━━━━━ RECORDS FOR THIS TASK

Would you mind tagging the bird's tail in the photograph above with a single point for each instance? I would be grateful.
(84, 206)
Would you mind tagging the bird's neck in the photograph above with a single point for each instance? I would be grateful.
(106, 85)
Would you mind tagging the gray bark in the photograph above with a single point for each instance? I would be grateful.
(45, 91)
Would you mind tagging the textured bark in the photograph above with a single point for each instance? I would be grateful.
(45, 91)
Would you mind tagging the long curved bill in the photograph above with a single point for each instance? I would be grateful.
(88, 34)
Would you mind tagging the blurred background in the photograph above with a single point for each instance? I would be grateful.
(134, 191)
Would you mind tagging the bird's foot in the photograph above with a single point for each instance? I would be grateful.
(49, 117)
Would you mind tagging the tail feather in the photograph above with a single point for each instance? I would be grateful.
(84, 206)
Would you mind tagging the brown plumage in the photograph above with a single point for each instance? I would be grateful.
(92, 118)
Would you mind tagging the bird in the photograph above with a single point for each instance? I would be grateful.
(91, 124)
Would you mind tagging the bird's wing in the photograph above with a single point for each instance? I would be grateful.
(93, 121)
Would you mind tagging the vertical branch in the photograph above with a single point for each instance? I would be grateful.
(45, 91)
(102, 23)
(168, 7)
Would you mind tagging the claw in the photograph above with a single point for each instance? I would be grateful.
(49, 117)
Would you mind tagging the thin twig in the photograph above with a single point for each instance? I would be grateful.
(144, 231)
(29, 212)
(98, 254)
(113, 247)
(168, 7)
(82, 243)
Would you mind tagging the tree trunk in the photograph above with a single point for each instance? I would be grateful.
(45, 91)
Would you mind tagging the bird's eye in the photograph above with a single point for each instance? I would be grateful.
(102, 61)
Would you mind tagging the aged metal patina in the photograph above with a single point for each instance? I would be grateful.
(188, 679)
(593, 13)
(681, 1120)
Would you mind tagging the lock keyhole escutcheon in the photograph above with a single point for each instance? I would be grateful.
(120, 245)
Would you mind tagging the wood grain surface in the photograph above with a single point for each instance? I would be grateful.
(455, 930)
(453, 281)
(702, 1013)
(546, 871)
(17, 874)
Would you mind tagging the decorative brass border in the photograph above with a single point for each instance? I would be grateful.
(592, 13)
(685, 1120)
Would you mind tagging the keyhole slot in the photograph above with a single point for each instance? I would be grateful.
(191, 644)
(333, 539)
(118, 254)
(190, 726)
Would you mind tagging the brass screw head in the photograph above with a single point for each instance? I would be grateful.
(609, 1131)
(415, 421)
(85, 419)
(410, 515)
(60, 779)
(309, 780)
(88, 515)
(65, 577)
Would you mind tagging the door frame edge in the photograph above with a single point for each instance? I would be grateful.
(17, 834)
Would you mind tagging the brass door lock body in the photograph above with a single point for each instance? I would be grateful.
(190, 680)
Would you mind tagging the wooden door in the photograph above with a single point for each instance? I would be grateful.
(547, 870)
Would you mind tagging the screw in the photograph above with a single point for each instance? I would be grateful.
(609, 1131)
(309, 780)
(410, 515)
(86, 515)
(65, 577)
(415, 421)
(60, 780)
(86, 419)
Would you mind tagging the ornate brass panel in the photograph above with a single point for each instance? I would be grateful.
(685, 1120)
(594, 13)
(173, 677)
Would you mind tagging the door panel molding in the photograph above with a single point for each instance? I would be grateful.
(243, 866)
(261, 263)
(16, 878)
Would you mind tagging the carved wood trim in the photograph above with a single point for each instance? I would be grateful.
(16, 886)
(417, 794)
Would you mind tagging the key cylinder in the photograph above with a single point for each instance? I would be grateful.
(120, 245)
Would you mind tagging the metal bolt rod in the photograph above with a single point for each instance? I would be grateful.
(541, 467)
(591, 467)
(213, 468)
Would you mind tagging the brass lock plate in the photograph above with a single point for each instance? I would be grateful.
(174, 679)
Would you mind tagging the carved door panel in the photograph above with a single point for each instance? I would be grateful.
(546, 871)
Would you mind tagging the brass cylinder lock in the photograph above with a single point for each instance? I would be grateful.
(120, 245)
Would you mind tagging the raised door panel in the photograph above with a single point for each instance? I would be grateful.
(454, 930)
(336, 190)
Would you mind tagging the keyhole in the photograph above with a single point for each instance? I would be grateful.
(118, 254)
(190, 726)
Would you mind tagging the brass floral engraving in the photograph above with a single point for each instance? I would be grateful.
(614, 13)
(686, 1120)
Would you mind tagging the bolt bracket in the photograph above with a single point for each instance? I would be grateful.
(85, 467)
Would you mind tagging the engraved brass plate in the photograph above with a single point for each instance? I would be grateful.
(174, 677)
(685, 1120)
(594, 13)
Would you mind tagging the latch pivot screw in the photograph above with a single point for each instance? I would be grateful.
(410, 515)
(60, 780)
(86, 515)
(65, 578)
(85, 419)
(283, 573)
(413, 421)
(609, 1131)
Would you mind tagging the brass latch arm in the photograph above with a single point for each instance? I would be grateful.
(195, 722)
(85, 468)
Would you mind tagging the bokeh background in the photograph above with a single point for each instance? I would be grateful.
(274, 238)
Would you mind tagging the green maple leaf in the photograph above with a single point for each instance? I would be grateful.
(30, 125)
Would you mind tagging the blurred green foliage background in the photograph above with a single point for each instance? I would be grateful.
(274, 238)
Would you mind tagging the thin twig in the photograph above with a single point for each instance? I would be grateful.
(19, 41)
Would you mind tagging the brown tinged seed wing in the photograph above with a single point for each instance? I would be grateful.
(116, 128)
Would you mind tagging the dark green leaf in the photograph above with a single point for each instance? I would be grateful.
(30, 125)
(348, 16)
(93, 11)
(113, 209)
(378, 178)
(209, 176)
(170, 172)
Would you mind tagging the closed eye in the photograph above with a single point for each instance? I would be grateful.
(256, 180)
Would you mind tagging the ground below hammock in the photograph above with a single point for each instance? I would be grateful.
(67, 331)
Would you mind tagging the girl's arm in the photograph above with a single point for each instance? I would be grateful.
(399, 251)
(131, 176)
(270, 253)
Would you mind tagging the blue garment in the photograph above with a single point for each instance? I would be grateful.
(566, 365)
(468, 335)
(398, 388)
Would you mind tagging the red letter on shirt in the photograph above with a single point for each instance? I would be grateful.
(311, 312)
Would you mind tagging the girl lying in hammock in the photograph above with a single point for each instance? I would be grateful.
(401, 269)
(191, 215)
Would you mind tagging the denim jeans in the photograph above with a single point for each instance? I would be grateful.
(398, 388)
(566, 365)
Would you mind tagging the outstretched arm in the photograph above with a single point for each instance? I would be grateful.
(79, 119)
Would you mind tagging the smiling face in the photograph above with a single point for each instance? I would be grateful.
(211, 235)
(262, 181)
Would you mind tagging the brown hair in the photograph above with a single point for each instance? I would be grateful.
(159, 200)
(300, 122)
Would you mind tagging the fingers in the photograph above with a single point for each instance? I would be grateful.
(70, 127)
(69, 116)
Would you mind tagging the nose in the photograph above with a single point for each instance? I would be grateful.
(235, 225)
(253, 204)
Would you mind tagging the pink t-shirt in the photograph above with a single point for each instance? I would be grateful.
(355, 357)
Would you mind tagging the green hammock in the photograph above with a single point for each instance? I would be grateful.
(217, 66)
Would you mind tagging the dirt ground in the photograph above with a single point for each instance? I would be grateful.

━━━━━━━━━━

INSTRUCTIONS FOR THE TASK: Rewrite the lines of the records above as a numbered list, skipping any blank lines.

ANSWER TO THIS EXERCISE:
1. Would you mind tagging the bird's tail in the photograph above with a single point for each instance? I would be grateful.
2. (84, 206)
3. Would you mind tagging the bird's neck in the photograph above with a single point for each instance? I would be grateful.
4. (106, 85)
5. Would you mind tagging the gray bark in the photograph above with a single point for each instance? I would be grateful.
6. (45, 91)
7. Would you mind tagging the textured bark in the photograph above with a single point for each instance? I would be grateful.
8. (45, 91)
9. Would you mind tagging the long curved bill in the photograph above with a single point for each instance? I would be grateful.
10. (88, 34)
11. Would you mind tagging the blurred background in the photograph above with a single point for each instance? I would be grateful.
12. (134, 191)
13. Would you mind tagging the bird's foot in the photograph above with a single point for each instance? I would be grateful.
14. (49, 117)
15. Would you mind tagging the tail feather in the photograph above with a single point for each instance? I would be grateful.
16. (84, 206)
17. Would you mind tagging the brown plumage in the photograph above with a single point for each instance? I would be grateful.
18. (92, 118)
19. Would you mind tagging the bird in the photograph above with a single point for each instance? I would be grateful.
20. (91, 124)
21. Would you mind tagging the bird's wing in the photograph above with a single point for each instance? I would be grateful.
22. (93, 121)
23. Would you mind tagging the vertical branch in the photograph above with a single point for each instance? I would be grateful.
24. (45, 91)
25. (102, 23)
26. (168, 7)
27. Would you mind tagging the claw in the photograph above with a single point for each instance? I would be grateful.
28. (49, 117)
29. Would you mind tagging the thin twig in the photograph above with a single point for each instance? I would be grateful.
30. (144, 231)
31. (29, 212)
32. (98, 254)
33. (113, 247)
34. (168, 7)
35. (82, 243)
36. Would you mind tagging the tree trunk in the photograph above with a single point for each instance? I would be grateful.
37. (45, 91)
38. Would you mind tagging the bird's eye in the photograph above with a single point for each instance? I would be grateful.
39. (102, 61)
40. Would you mind tagging the aged metal patina in the photograph above with a single point for each instance? I would be grateful.
41. (188, 679)
42. (593, 13)
43. (681, 1120)
44. Would you mind tagging the lock keyhole escutcheon in the photograph above with a single point for each instance? I would be grateful.
45. (120, 245)
46. Would you mind tagging the wood grain surface in the photograph above with a single point for each instance? I would be grateful.
47. (455, 930)
48. (453, 281)
49. (702, 1013)
50. (546, 871)
51. (17, 874)
52. Would you mind tagging the decorative brass border in the photograph above with a single point for each instance? I would be grateful.
53. (592, 13)
54. (685, 1120)
55. Would you mind tagging the keyhole slot in the photograph above with a single point for each instance? I would be grateful.
56. (191, 644)
57. (333, 539)
58. (118, 254)
59. (190, 726)
60. Would you mind tagging the brass screw head in the photograph above with a single point for each instance? I would be grateful.
61. (609, 1131)
62. (415, 421)
63. (85, 419)
64. (410, 515)
65. (60, 779)
66. (309, 780)
67. (88, 515)
68. (65, 577)
69. Would you mind tagging the door frame edge in the photograph above with a single point for each instance? I would be grateful.
70. (17, 834)
71. Would you mind tagging the brass door lock body in the photograph above with a single point for each instance? I would be grateful.
72. (190, 680)
73. Would you mind tagging the wooden door in the photograph above with a single point for each instance? I would be grateful.
74. (547, 870)
75. Would you mind tagging the screw in the photograph above with a single point for each instance? I would be grateful.
76. (609, 1131)
77. (309, 780)
78. (410, 515)
79. (86, 515)
80. (65, 577)
81. (415, 421)
82. (60, 780)
83. (86, 419)
84. Would you mind tagging the ornate brass panel in the photograph above with a single point for each instance? I would be grateful.
85. (685, 1120)
86. (594, 13)
87. (173, 677)
88. Would you mind tagging the door panel molding in the photograph above with a single point for each instance? I would be grateful.
89. (243, 866)
90. (261, 263)
91. (16, 878)
92. Would you mind tagging the carved wood trim in the photograph above with a single point for each instance? I would be grateful.
93. (16, 886)
94. (417, 794)
95. Would you mind tagging the key cylinder in the photograph above with a single point for each instance? I would be grateful.
96. (120, 245)
97. Would you mind tagging the metal bolt rod in the photograph above with a single point for each instance? I would be grateful.
98. (541, 467)
99. (591, 467)
100. (213, 468)
101. Would you mind tagging the brass lock plate in the photograph above with a single point for each instance? I would be grateful.
102. (174, 679)
103. Would you mind tagging the carved door panel in the photograph above with a single point for each instance? I would be grateful.
104. (546, 871)
105. Would you mind tagging the brass cylinder lock in the photograph above with a single point for each instance? I would be grateful.
106. (120, 245)
107. Would you mind tagging the raised door panel in the photograph above with a single point for each instance? I would be grateful.
108. (454, 930)
109. (336, 190)
110. Would you mind tagging the keyhole in the photograph above with a single point for each instance? I would be grateful.
111. (118, 254)
112. (190, 726)
113. Would you mind tagging the brass floral engraving in the photograph above with a single point for each instance? I would be grateful.
114. (614, 13)
115. (686, 1120)
116. Would you mind tagging the bolt bracket in the photograph above with a single point for each instance? I would be grateful.
117. (85, 467)
118. Would you mind tagging the engraved brass plate in the photograph above with a single point for each instance? I would be grateful.
119. (174, 677)
120. (685, 1120)
121. (594, 13)
122. Would you mind tagging the latch pivot screw in the photograph above with a single point for each instance? I would be grateful.
123. (410, 515)
124. (60, 780)
125. (86, 515)
126. (65, 578)
127. (85, 419)
128. (283, 573)
129. (413, 421)
130. (609, 1131)
131. Would you mind tagging the brass latch arm in the photograph above with a single point for each instance? I would be grateful.
132. (195, 722)
133. (85, 468)
134. Would you mind tagging the bokeh background in the photograph above with a single point for each instance? I would be grateful.
135. (274, 238)
136. Would you mind tagging the green maple leaf in the photograph above with a single point for each instance? I would be grateful.
137. (30, 125)
138. Would you mind tagging the blurred green foliage background in the photograph above with a single point for each instance? I would be grateful.
139. (274, 238)
140. Would you mind tagging the thin twig in the photograph above with a single point for each instance? I would be grateful.
141. (19, 41)
142. Would you mind tagging the brown tinged seed wing in the photograph above with a single point for each instance? I would be grateful.
143. (116, 128)
144. Would you mind tagging the dark green leaf in the photograph above with a single point for each instance? I would be grateful.
145. (30, 125)
146. (348, 16)
147. (93, 11)
148. (113, 209)
149. (378, 178)
150. (209, 176)
151. (170, 172)
152. Would you mind tagging the closed eye in the photograph above with a single point for each instance? I would be grateful.
153. (256, 180)
154. Would you mind tagging the ground below hammock in the photograph above with a single point for each instance? I would be grateful.
155. (67, 331)
156. Would you mind tagging the girl's arm in the photograph above with a single point for each instance? I would be grateful.
157. (399, 251)
158. (131, 176)
159. (270, 253)
160. Would you mind tagging the blue garment in the photograph above with a single point for each instance? I would be grateful.
161. (566, 365)
162. (468, 335)
163. (398, 388)
164. Would you mind tagging the red letter on shirt in the photograph above with a single point for each instance? I would be grateful.
165. (311, 312)
166. Would you mind tagging the girl lying in hammock in the photograph above with a single point for each instance? I would be grateful.
167. (401, 269)
168. (191, 215)
169. Would you mind tagging the denim jeans in the photograph above with a single point for each instance? I would be grateful.
170. (398, 388)
171. (566, 365)
172. Would you mind tagging the outstretched arm in the photograph above with a single point for each instance? I would be grateful.
173. (79, 119)
174. Would you mind tagging the smiling face in the photograph above with a single point for each instance? I would be grateful.
175. (211, 235)
176. (262, 181)
177. Would you mind tagging the brown hair in the photograph above with a single point for each instance? I would be grateful.
178. (159, 200)
179. (300, 122)
180. Would you mind tagging the fingers in the photograph above with a single point for each instance? I would be grateful.
181. (70, 127)
182. (69, 116)
183. Would you mind tagging the nose in the photograph above with a single point for each instance? I would be grateful.
184. (235, 225)
185. (253, 204)
186. Would you mind tagging the pink t-shirt in the photograph above with a single point for each instance? I would be grateful.
187. (355, 357)
188. Would you mind tagging the green hammock in the photograph above with a single point for each instance? I would be grateful.
189. (217, 66)
190. Would you mind tagging the dirt ground in the photograph above with a single point for each instance? I would be grateful.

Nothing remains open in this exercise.